>> Start Excerpt provided
Learning to Learn: Software Patterns
Table of Contents
Foundation Parallel Operations #
Fundamental to developing high-performance software is having an understanding of the basics of parallel architecture.
Enumeration and Grouping #
Intent #
Label each processing element in a group with a distinct label and describe new groups in a way that is consistent across nodes.
Motivation #
Enumeration and grouping is foundational to other parallel primitives such as Send/Recv, which need these labels to identify sources and targets. It is often also used as a primitive in larger algorithms to statically partition work between a collection of processing elements. Lastly, programs might create multiple distinct enumerations for various subtasks to facilitate collectives on subsets of processes better, or create new groups dynamically to via collaboration with the scheduler to expand the quantity of resources for a task. This also applies to GPU device programming (e.g. threadId.x in CUDA).
Applicability #
- As a fundamental primitive, it’s applicable to almost all use cases
- For systems with rapidly changing group members, other work partitioning schemes and addressing schemes that hide this aspect from the user may be more important
Structure #
Participants/Elements #
- Groups – collections of processing elements
- (optional) resource manager – a leader (see leader election) that decides identity within a group
- (optional) scheduler – used to allocate/deallocate additional resources
Collaboration with other patterns #
- A fundamental concept used in most other operations
- Dynamic group management often requires interaction with the scheduler and thus resource management patterns
- Dynamic group management allows fault tolerance on collectives and thus resilience patterns
Code Examples #
MPI Comm examples using Sessions, which interact with the resource manager to create processes aligned with hardware resources
#include <mpi.h>
#include <stdio.h>
#include <stdlib.h>
#include <string>
int main(int argc, char *argv[]) {
// Initialize an MPI session
MPI_Session session;
int err = MPI_Session_init(MPI_INFO_NULL, MPI_ERRORS_RETURN, &session);
if (err != MPI_SUCCESS) {
fprintf(stderr, "MPI_Session_init failedn");
MPI_Abort(MPI_COMM_WORLD, err);
}
//query the runtime what processes sets exist (implementation defined)
>> End Excerpt provided
> **Given problem 1**
Which lines in the records below contain the string "long"? Return each such line in full.
>> Start Entries
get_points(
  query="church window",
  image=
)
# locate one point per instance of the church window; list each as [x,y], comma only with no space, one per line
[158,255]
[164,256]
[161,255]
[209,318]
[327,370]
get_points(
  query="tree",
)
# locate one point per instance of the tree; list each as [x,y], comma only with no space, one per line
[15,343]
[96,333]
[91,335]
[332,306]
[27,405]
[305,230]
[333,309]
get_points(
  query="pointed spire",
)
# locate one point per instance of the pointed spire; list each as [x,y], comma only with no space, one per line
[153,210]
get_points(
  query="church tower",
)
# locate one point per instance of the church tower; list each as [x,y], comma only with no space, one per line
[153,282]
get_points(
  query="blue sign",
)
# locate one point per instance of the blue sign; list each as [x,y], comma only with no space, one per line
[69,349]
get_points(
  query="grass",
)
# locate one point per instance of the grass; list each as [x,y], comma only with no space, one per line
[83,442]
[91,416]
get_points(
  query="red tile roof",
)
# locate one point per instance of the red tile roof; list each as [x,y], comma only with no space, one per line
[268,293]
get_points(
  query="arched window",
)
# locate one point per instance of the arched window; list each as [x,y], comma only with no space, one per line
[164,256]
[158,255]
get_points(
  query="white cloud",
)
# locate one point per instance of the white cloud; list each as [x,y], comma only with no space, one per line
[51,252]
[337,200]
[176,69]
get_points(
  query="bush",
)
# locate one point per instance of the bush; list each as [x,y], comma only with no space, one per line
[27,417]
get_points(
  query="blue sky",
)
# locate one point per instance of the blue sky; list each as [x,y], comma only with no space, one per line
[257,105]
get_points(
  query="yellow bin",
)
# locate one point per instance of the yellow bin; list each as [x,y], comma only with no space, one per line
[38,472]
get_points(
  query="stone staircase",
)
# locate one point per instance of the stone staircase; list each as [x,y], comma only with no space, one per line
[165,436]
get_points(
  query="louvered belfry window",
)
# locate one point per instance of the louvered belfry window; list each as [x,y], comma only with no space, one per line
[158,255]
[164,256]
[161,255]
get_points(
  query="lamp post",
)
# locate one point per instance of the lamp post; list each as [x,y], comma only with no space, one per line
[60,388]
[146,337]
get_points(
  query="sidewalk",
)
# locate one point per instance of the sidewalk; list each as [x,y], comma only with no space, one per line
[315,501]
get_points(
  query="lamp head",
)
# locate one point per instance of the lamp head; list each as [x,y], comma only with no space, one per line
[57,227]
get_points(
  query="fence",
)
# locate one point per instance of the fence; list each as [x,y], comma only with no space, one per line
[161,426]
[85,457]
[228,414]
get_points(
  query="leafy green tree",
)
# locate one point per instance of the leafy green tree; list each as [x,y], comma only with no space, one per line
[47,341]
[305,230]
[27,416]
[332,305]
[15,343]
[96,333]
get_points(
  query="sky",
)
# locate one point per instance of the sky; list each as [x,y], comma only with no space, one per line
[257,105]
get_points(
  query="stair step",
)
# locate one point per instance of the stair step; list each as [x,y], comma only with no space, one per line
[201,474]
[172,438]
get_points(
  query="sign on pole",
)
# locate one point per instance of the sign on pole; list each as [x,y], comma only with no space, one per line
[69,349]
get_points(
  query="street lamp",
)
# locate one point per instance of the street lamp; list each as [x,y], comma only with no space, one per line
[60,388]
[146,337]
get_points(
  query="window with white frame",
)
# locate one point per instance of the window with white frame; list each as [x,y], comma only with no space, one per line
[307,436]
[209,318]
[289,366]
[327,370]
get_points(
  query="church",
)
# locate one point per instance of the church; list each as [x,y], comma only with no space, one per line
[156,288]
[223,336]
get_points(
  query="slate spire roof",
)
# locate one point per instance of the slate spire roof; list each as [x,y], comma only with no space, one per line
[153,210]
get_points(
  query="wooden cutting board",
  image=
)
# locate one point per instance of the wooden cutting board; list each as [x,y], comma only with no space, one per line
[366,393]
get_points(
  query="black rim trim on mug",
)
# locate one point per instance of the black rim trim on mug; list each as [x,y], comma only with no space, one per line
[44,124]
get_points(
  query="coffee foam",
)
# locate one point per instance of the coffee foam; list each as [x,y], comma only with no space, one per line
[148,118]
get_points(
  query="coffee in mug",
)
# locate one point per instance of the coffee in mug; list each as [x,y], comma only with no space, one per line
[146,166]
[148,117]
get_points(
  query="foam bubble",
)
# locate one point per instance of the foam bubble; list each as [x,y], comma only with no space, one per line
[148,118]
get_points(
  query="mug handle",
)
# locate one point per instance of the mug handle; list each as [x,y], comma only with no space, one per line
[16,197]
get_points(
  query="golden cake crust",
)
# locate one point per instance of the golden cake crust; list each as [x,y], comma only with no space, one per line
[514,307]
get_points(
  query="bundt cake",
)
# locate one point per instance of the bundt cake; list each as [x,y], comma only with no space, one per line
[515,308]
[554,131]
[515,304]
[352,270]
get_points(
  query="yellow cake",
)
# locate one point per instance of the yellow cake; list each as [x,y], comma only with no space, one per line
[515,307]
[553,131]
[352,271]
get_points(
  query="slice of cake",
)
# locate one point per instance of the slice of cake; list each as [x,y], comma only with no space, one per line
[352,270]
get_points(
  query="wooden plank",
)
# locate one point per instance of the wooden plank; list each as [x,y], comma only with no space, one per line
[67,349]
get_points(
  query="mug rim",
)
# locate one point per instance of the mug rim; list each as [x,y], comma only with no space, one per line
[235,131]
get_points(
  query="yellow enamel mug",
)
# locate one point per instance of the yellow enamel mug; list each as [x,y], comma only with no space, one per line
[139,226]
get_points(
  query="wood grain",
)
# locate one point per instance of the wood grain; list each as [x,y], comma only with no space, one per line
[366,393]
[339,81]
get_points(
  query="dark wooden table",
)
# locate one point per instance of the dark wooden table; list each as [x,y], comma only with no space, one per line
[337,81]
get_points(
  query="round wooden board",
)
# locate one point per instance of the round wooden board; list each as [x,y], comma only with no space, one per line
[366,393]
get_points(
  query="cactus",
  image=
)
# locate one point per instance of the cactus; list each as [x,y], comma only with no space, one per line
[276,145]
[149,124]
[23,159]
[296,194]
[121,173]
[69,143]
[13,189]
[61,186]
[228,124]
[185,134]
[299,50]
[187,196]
>> End Entries
>> Start Entries
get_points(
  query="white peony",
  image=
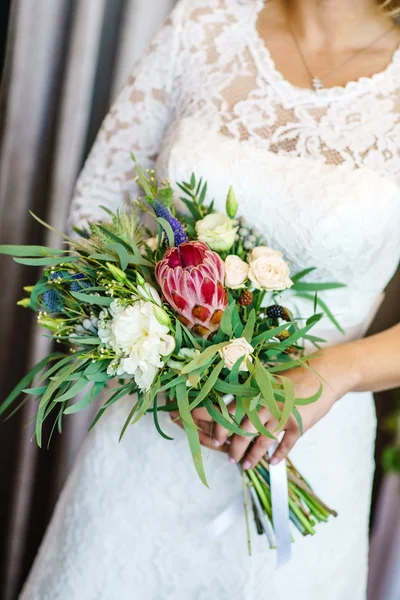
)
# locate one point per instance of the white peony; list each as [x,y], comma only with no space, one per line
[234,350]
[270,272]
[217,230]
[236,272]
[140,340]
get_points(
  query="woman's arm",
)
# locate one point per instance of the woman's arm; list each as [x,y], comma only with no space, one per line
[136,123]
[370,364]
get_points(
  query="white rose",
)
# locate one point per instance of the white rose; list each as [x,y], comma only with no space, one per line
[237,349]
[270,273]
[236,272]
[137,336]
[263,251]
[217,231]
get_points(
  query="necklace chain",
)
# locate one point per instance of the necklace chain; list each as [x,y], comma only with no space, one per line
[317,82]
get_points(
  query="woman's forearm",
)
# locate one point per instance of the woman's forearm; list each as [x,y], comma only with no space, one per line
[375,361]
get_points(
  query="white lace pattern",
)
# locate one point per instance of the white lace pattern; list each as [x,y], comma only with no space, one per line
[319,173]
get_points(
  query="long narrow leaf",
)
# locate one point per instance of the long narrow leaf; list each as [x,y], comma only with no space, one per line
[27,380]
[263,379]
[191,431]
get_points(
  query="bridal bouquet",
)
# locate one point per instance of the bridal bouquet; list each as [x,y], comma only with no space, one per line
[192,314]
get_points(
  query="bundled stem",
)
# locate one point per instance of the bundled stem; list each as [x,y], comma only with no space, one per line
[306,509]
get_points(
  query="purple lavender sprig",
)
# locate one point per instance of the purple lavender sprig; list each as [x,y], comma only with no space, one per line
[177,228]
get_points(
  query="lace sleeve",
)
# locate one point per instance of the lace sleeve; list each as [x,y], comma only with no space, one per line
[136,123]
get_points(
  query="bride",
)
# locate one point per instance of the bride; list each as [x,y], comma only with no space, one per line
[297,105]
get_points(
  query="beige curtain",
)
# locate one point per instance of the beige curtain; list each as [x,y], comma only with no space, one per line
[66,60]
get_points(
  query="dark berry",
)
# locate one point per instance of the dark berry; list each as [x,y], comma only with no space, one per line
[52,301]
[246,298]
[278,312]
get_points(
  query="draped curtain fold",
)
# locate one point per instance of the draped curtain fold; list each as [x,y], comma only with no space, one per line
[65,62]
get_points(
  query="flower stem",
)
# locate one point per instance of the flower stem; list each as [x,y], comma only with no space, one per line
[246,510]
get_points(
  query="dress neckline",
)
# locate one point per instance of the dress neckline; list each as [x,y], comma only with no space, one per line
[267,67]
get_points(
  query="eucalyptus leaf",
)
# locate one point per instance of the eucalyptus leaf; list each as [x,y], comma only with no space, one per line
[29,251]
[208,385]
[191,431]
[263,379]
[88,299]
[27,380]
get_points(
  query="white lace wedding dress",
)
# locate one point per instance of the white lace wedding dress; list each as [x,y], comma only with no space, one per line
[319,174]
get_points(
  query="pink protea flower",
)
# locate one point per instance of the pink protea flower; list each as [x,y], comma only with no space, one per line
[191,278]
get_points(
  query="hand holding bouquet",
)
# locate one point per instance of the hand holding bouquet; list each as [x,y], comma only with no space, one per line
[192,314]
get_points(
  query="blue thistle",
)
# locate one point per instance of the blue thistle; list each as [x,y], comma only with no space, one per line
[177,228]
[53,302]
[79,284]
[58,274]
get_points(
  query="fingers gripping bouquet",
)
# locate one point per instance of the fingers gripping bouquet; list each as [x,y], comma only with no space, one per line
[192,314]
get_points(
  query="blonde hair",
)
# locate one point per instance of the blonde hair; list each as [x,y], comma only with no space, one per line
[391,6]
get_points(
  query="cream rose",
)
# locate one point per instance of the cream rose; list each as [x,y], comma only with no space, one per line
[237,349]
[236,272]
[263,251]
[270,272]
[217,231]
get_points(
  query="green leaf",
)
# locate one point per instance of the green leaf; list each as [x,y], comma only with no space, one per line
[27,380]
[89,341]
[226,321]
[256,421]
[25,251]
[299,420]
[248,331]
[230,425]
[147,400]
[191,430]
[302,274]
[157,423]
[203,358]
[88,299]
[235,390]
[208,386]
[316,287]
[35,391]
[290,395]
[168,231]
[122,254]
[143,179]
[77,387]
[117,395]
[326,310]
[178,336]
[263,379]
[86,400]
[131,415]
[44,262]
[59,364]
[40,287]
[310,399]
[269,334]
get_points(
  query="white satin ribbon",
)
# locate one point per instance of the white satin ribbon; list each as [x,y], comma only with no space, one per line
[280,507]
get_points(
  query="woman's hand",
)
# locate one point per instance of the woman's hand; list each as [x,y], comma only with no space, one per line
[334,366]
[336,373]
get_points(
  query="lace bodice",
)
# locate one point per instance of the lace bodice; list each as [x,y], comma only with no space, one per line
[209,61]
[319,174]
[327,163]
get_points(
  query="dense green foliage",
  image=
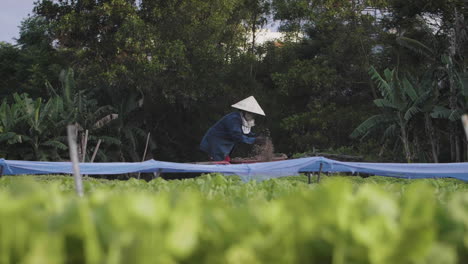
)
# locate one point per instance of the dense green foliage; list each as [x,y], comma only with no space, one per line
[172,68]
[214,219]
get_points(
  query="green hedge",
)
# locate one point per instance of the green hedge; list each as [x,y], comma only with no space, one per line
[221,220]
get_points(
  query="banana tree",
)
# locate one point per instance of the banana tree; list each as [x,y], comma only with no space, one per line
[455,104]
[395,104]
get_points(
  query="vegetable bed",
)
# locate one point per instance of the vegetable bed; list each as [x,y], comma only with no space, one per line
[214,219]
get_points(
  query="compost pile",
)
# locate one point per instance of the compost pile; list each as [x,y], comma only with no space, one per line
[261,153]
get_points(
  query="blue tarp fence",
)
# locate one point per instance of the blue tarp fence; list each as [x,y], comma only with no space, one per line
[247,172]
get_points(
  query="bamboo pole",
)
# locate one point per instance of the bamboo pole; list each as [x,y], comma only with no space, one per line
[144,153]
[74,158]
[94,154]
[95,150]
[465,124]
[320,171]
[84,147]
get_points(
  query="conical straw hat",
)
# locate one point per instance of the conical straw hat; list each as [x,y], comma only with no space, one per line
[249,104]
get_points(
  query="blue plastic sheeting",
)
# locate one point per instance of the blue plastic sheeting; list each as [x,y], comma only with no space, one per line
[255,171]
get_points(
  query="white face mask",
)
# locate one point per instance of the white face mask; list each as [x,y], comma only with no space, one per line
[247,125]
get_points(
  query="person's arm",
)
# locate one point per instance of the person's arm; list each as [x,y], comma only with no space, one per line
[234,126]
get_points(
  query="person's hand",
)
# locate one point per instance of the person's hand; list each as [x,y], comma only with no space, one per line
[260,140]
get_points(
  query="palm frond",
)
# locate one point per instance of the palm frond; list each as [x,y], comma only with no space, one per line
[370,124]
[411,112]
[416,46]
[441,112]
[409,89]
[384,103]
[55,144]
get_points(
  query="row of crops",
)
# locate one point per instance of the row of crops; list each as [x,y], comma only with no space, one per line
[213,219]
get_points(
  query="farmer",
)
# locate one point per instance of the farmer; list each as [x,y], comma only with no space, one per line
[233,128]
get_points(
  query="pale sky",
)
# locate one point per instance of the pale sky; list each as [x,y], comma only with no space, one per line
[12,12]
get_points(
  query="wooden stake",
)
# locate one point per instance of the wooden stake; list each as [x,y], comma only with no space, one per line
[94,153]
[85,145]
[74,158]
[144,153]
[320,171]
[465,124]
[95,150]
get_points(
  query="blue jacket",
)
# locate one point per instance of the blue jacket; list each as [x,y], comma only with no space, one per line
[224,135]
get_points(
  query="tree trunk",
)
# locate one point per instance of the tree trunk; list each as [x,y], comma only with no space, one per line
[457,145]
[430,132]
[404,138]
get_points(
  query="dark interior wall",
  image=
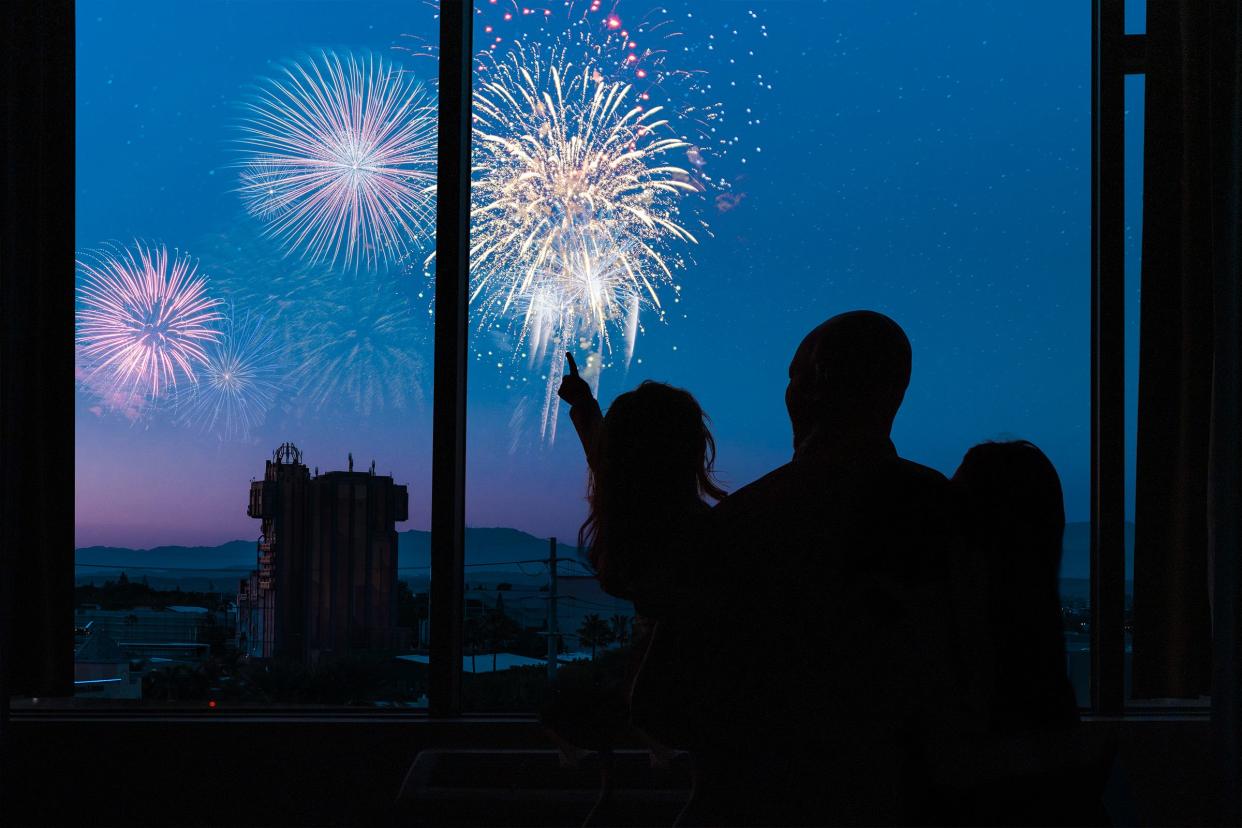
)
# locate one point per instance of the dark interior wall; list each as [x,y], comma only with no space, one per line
>> End Entries
>> Start Entries
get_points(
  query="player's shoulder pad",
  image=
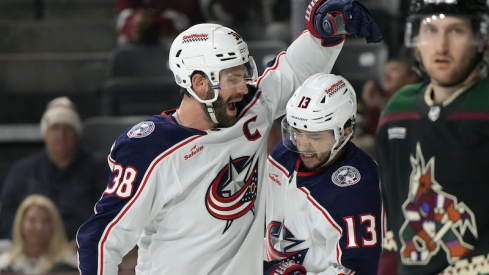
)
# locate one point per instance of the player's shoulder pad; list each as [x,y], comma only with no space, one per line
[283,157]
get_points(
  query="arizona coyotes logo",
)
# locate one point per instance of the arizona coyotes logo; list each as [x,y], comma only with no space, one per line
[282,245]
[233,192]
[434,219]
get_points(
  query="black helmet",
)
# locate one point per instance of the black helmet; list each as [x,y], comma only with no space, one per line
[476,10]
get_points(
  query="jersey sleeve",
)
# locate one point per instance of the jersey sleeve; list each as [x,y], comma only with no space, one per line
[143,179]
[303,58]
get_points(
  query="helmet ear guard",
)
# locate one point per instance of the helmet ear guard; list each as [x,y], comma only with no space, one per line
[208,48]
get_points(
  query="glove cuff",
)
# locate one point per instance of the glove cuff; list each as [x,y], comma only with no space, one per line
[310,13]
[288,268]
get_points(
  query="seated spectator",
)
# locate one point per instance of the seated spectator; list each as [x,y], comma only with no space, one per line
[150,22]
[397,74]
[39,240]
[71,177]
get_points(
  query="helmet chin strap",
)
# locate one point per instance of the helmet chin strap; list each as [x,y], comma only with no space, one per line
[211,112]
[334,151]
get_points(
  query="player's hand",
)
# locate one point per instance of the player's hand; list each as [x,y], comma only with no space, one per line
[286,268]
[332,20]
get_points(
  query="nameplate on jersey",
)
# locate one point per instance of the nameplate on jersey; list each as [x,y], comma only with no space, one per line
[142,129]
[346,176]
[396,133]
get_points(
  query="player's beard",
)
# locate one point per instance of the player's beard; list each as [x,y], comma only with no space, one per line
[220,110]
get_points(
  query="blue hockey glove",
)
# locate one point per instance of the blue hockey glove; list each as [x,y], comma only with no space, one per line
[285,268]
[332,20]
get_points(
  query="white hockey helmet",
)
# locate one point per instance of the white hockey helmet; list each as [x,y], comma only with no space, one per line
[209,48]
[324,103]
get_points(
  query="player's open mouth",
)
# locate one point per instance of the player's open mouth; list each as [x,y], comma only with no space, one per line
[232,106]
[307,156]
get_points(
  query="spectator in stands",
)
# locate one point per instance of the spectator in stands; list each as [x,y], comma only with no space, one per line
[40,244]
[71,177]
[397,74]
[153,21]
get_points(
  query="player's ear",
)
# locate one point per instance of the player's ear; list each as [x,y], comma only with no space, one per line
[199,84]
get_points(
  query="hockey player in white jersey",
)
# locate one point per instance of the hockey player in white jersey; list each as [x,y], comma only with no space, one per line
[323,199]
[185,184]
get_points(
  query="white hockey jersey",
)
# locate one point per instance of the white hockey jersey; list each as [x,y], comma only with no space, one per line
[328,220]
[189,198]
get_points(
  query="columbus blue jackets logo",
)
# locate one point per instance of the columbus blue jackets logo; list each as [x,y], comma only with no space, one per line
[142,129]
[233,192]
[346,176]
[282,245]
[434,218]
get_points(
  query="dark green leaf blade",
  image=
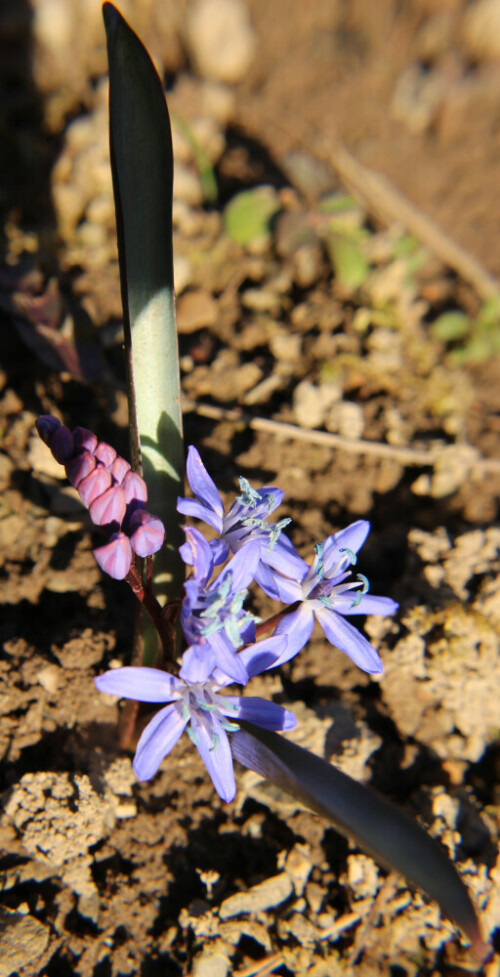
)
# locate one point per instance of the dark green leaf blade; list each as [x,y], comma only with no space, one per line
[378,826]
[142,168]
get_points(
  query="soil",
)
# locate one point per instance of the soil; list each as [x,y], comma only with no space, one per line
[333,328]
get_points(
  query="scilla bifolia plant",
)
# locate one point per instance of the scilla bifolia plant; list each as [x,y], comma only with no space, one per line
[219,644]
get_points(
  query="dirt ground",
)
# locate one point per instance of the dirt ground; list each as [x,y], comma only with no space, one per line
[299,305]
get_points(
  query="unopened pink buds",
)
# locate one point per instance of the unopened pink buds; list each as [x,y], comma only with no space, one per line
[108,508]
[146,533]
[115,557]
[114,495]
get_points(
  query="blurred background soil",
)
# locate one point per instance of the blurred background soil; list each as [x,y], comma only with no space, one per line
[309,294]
>> End Entries
> **Given problem 2**
From the software patterns text, set down everything from "Enumeration and Grouping #" down to "consistent across nodes.", word for word.

> **Complete response 1**
  query="long narrow leaf",
# locate one point per instance of the long narrow leaf; list each as [x,y], comma only with no space, one per line

> **Complete response 2**
Enumeration and Grouping #
Intent #
Label each processing element in a group with a distinct label and describe new groups in a way that is consistent across nodes.